>>>>

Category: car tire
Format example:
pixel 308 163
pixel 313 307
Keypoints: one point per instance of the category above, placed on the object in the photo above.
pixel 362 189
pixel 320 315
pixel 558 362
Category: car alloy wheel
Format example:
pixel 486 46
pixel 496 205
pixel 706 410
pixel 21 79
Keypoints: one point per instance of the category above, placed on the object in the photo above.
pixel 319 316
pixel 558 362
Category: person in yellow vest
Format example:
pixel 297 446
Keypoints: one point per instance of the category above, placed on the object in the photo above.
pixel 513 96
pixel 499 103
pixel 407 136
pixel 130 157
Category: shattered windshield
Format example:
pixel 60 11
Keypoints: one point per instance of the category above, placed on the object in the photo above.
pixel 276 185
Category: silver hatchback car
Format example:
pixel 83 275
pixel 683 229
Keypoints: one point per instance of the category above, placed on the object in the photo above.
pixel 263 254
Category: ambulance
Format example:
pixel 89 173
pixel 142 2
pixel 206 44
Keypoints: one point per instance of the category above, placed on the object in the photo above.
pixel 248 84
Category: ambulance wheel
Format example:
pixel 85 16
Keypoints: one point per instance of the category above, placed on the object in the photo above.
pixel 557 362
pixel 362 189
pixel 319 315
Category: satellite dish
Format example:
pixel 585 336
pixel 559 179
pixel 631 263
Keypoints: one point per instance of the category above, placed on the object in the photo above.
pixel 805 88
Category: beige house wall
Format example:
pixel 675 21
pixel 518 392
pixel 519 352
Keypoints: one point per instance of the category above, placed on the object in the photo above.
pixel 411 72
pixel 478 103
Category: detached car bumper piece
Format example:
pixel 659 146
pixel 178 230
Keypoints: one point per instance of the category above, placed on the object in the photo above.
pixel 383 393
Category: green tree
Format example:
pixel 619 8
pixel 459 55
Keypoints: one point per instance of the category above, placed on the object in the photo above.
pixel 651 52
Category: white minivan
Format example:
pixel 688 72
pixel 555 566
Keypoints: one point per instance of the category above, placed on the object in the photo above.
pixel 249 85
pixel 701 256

<<<<

_The exercise_:
Copy all of the material above line for line, without changing anything.

_Solution below_:
Category: car tire
Format example:
pixel 308 163
pixel 313 307
Keypoints: one point per instance of the category above, placed on the object in the photo above.
pixel 362 189
pixel 320 315
pixel 558 362
Category: car alloy wheel
Format example:
pixel 486 46
pixel 496 205
pixel 706 410
pixel 21 79
Keypoints: one point per instance of the category above, placed on the object in the photo above.
pixel 319 316
pixel 558 362
Category: person in yellow vest
Format example:
pixel 297 446
Keypoints: one point per instance of the category above, placed on the object in the photo above.
pixel 513 96
pixel 499 103
pixel 407 136
pixel 130 157
Category: shattered windshield
Format example:
pixel 60 11
Keypoints: one point per instance of the category above, placed on the object in the photo above.
pixel 276 185
Category: silver hatchback car
Format example:
pixel 83 275
pixel 683 229
Keypoints: one point per instance of the category above, placed on the object in the photo above.
pixel 263 254
Category: ambulance
Format example:
pixel 89 173
pixel 142 2
pixel 206 44
Keypoints: one point per instance of the category above, placed on the object in the photo above.
pixel 248 84
Category: ambulance wheel
Format example:
pixel 85 16
Keypoints: one point per instance of the category above, placed on the object in the photo above.
pixel 557 362
pixel 362 189
pixel 319 315
Category: satellite dish
Format example:
pixel 585 336
pixel 559 179
pixel 631 263
Keypoints: one point per instance of the category above, placed on the object in the photo above.
pixel 805 88
Category: beige house wall
Format example:
pixel 675 21
pixel 518 392
pixel 519 352
Keypoints: one point per instance of the category above, placed on the object in the photo above.
pixel 411 72
pixel 478 103
Category: detached car bumper piece
Format example:
pixel 659 146
pixel 178 230
Keypoints: one point per instance of the category above, placed on the object in the photo above.
pixel 383 393
Category: green tree
Format example:
pixel 619 8
pixel 459 55
Keypoints: one point per instance of the category above, placed on the object in the photo above.
pixel 651 52
Category: white minivan
Format example:
pixel 688 72
pixel 555 566
Keypoints: one point per instance of the category above, placed on the object in the photo above.
pixel 249 85
pixel 701 256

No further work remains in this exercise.